Instructions to follow:
Copy the records below exactly, leaving out any pictures.
--- Raw records ---
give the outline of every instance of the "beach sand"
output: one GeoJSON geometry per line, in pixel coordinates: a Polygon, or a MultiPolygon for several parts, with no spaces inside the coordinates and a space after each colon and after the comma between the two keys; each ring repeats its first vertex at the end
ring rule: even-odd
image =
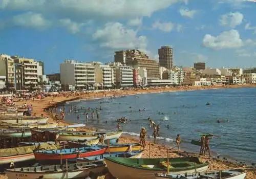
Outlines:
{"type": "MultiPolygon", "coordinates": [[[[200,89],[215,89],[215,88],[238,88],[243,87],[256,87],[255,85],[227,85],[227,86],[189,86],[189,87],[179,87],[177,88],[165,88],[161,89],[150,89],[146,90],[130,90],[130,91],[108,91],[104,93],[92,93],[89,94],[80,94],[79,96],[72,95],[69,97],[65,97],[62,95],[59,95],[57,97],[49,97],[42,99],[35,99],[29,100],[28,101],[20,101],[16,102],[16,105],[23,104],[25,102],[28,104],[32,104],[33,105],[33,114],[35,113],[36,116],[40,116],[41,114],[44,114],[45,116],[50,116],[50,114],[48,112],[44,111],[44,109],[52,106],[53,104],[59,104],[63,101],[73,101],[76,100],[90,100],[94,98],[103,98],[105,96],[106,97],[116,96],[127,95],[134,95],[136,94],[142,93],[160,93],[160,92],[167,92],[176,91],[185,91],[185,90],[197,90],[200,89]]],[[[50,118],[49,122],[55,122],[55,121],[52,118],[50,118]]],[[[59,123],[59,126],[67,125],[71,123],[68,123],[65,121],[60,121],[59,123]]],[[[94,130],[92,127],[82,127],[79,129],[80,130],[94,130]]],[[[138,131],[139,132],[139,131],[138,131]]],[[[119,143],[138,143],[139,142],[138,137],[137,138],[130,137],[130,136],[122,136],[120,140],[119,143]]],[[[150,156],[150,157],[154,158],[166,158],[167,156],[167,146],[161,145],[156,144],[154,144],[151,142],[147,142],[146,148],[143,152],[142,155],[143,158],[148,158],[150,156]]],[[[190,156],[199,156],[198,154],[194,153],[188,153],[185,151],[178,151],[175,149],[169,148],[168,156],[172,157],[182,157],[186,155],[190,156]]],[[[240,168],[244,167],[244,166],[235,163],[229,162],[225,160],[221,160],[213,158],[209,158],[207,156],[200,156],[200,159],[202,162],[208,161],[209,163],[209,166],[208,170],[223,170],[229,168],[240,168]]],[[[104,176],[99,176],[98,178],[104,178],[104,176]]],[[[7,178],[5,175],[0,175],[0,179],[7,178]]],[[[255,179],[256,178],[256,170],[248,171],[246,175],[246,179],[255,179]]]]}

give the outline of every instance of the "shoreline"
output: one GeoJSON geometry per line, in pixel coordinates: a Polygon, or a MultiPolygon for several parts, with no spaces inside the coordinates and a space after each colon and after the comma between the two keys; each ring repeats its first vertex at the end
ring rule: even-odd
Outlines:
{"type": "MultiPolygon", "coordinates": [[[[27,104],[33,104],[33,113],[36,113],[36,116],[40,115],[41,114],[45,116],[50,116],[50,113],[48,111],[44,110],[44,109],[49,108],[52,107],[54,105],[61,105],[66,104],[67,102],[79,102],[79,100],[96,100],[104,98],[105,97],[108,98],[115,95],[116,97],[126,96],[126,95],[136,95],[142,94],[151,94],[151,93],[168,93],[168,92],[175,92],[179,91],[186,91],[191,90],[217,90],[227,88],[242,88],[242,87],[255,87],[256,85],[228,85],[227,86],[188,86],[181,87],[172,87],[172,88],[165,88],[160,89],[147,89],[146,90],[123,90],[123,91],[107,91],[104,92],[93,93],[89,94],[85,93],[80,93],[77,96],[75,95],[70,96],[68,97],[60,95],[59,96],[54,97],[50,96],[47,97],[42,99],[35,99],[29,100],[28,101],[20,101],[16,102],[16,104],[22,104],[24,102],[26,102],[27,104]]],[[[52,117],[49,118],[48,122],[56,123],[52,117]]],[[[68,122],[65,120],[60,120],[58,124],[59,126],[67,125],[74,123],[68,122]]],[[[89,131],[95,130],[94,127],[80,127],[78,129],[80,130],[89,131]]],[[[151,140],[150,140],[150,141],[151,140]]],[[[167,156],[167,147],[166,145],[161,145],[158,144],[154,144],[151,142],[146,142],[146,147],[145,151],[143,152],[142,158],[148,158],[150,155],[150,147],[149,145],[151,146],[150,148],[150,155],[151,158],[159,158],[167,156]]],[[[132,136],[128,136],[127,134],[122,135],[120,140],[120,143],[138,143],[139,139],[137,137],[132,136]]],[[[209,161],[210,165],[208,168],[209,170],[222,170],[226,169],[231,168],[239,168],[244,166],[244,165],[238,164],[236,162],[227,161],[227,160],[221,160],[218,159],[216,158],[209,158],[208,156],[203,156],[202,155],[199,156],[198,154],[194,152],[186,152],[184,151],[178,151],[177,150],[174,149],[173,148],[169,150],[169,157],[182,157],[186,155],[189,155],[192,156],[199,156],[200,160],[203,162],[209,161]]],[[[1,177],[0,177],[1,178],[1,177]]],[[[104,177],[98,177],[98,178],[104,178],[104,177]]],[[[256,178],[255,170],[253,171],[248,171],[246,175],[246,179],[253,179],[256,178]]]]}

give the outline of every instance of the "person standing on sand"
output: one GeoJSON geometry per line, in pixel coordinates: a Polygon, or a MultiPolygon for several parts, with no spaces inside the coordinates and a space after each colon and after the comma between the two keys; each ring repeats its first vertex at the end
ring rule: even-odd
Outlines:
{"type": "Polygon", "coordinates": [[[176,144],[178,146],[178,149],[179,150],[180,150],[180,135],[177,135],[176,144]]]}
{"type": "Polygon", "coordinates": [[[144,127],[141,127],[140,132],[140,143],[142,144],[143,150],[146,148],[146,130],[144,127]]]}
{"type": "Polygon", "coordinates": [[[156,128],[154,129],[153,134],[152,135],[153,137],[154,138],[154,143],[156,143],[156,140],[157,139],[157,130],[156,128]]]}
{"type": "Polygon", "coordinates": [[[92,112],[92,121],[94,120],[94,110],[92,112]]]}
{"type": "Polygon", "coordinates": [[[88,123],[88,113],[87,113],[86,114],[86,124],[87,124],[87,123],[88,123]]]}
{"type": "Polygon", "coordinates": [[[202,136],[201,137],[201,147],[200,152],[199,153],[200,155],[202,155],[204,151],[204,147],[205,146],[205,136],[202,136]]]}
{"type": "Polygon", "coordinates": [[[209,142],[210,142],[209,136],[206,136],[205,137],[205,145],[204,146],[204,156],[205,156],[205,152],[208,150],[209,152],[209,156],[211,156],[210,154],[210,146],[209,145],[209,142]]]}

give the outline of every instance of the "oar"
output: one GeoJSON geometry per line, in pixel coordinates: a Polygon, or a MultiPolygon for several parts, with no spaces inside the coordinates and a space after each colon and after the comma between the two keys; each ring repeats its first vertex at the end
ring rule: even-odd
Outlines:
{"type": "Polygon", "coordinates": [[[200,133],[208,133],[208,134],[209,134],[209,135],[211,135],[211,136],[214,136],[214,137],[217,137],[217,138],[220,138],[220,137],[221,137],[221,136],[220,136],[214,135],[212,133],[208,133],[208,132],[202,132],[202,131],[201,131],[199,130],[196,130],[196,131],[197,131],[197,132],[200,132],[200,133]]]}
---
The completed task:
give the outline of every instance of the "beach sand"
output: one GeoJSON geometry per line, in pixel coordinates: a Polygon, or a MultiPolygon for several parts, with no spaces inside the coordinates and a space after each colon and after the comma between the two keys; each ring repeats its first vertex at the end
ring rule: even-odd
image =
Outlines:
{"type": "MultiPolygon", "coordinates": [[[[200,89],[215,89],[215,88],[238,88],[243,87],[256,87],[255,85],[227,85],[227,86],[189,86],[189,87],[179,87],[177,88],[165,88],[161,89],[150,89],[146,90],[130,90],[130,91],[108,91],[104,93],[92,93],[89,94],[80,94],[79,96],[72,95],[69,97],[65,97],[62,95],[59,95],[57,97],[49,97],[42,99],[35,99],[29,100],[28,101],[20,101],[16,102],[16,105],[23,104],[25,102],[28,104],[32,104],[33,105],[33,114],[35,113],[36,116],[40,116],[41,114],[44,114],[45,116],[50,116],[50,114],[48,112],[44,111],[44,109],[52,106],[53,104],[59,104],[63,101],[73,101],[76,100],[90,100],[94,98],[103,98],[105,96],[106,97],[116,96],[127,95],[134,95],[136,94],[142,93],[160,93],[160,92],[167,92],[176,91],[185,91],[185,90],[197,90],[200,89]]],[[[50,118],[49,122],[55,122],[55,121],[52,118],[50,118]]],[[[59,123],[59,126],[67,125],[71,123],[68,123],[65,121],[60,121],[59,123]]],[[[94,130],[92,127],[82,127],[79,129],[80,130],[94,130]]],[[[138,131],[139,132],[139,131],[138,131]]],[[[119,143],[138,143],[139,142],[138,137],[137,138],[130,137],[130,136],[122,136],[120,140],[119,143]]],[[[150,156],[150,157],[154,158],[166,158],[167,156],[167,146],[161,145],[156,144],[154,144],[151,142],[147,142],[146,148],[143,152],[142,155],[143,158],[148,158],[150,156]]],[[[190,156],[199,156],[198,154],[194,153],[188,153],[185,151],[178,151],[175,149],[169,148],[168,156],[172,157],[182,157],[186,155],[190,156]]],[[[240,168],[244,167],[244,166],[235,163],[229,162],[225,160],[221,160],[213,158],[209,158],[207,156],[200,156],[200,159],[202,162],[208,161],[209,163],[209,166],[208,170],[223,170],[229,168],[240,168]]],[[[104,176],[99,176],[98,178],[104,178],[104,176]]],[[[7,178],[5,175],[0,175],[0,179],[7,178]]],[[[255,179],[256,178],[256,170],[248,171],[246,175],[246,179],[255,179]]]]}

give the outline of every instance of the "shoreline"
output: one GeoJSON geometry per line, in pixel coordinates: a Polygon, or a MultiPolygon for several parts, with no spaces inside the coordinates and a space after each colon and after the comma between the two keys; each ring repeats its first vertex at the end
ring rule: even-odd
Outlines:
{"type": "MultiPolygon", "coordinates": [[[[27,104],[33,104],[33,113],[36,113],[36,116],[40,115],[41,114],[45,116],[50,116],[50,113],[48,111],[44,110],[44,109],[49,108],[52,107],[54,105],[61,105],[66,104],[67,102],[79,102],[79,100],[96,100],[104,98],[105,97],[108,98],[115,95],[116,97],[126,96],[126,95],[136,95],[142,94],[151,94],[151,93],[168,93],[168,92],[175,92],[179,91],[186,91],[191,90],[217,90],[227,88],[242,88],[242,87],[255,87],[256,85],[228,85],[227,86],[188,86],[181,87],[172,87],[172,88],[165,88],[160,89],[147,89],[146,90],[123,90],[123,91],[107,91],[104,92],[93,93],[89,94],[85,93],[80,93],[77,96],[75,95],[70,96],[68,97],[60,95],[59,96],[54,97],[50,96],[47,97],[42,99],[35,99],[29,100],[28,101],[20,101],[16,102],[16,104],[22,104],[24,102],[26,102],[27,104]]],[[[52,117],[49,118],[48,122],[56,123],[52,117]]],[[[68,122],[65,120],[60,120],[58,124],[59,126],[67,125],[74,123],[68,122]]],[[[89,131],[95,130],[94,127],[80,127],[78,129],[80,130],[89,131]]],[[[151,140],[150,140],[150,141],[151,140]]],[[[167,156],[167,147],[166,145],[161,145],[158,144],[154,144],[151,142],[146,142],[146,147],[145,151],[143,152],[142,158],[148,158],[150,155],[150,147],[149,145],[151,146],[150,148],[150,155],[151,158],[159,158],[167,156]]],[[[132,136],[128,136],[127,134],[122,135],[120,140],[120,143],[138,143],[139,139],[137,137],[132,136]]],[[[209,161],[210,165],[208,168],[209,170],[222,170],[226,169],[231,168],[239,168],[244,166],[244,165],[238,164],[236,162],[227,161],[227,160],[221,160],[218,159],[216,158],[209,158],[208,156],[203,156],[202,155],[199,156],[198,154],[194,152],[186,152],[184,151],[178,151],[177,150],[174,149],[173,148],[169,150],[169,157],[182,157],[186,155],[189,155],[192,156],[199,156],[200,160],[203,162],[209,161]]],[[[1,177],[0,177],[1,178],[1,177]]],[[[104,177],[98,177],[98,178],[104,178],[104,177]]],[[[256,178],[255,170],[253,171],[248,171],[246,175],[246,179],[253,179],[256,178]]]]}

give the outline of every instance of the "person standing on sand"
output: one GeoJSON geometry per line, in pixel coordinates: a Polygon, or a MultiPolygon for several parts, with no spaces inside the coordinates and a space after each colon and after the comma between the two keys; each ring repeats its first vertex at the end
ring rule: even-odd
Outlines:
{"type": "Polygon", "coordinates": [[[176,144],[178,146],[178,149],[179,150],[180,150],[180,135],[177,135],[176,144]]]}
{"type": "Polygon", "coordinates": [[[144,127],[141,127],[140,132],[140,143],[142,144],[143,150],[146,148],[146,130],[144,127]]]}
{"type": "Polygon", "coordinates": [[[156,128],[154,129],[153,134],[152,135],[153,137],[154,138],[154,143],[156,143],[156,140],[157,139],[157,130],[156,128]]]}
{"type": "Polygon", "coordinates": [[[92,112],[92,121],[94,120],[94,110],[92,112]]]}
{"type": "Polygon", "coordinates": [[[88,123],[88,113],[87,113],[86,114],[86,124],[87,124],[87,123],[88,123]]]}
{"type": "Polygon", "coordinates": [[[202,136],[201,137],[201,147],[200,152],[199,153],[200,155],[202,155],[204,151],[204,147],[205,146],[205,136],[202,136]]]}
{"type": "Polygon", "coordinates": [[[209,142],[210,142],[209,136],[206,136],[205,137],[205,145],[204,146],[204,156],[205,156],[205,152],[208,150],[209,152],[209,156],[211,156],[210,154],[210,146],[209,145],[209,142]]]}

give the outline of every instance of the "oar"
output: one GeoJSON geometry per line, in pixel coordinates: a Polygon, or a MultiPolygon for several parts, with no spaces inside the coordinates and a space after each colon and after the comma between the two keys; each ring repeats its first vertex at the end
ring rule: even-odd
Outlines:
{"type": "Polygon", "coordinates": [[[200,133],[208,133],[208,134],[209,134],[209,135],[211,135],[211,136],[214,136],[214,137],[217,137],[217,138],[220,138],[220,137],[221,137],[221,136],[220,136],[214,135],[212,133],[208,133],[208,132],[202,132],[202,131],[201,131],[199,130],[196,130],[196,131],[197,131],[197,132],[200,132],[200,133]]]}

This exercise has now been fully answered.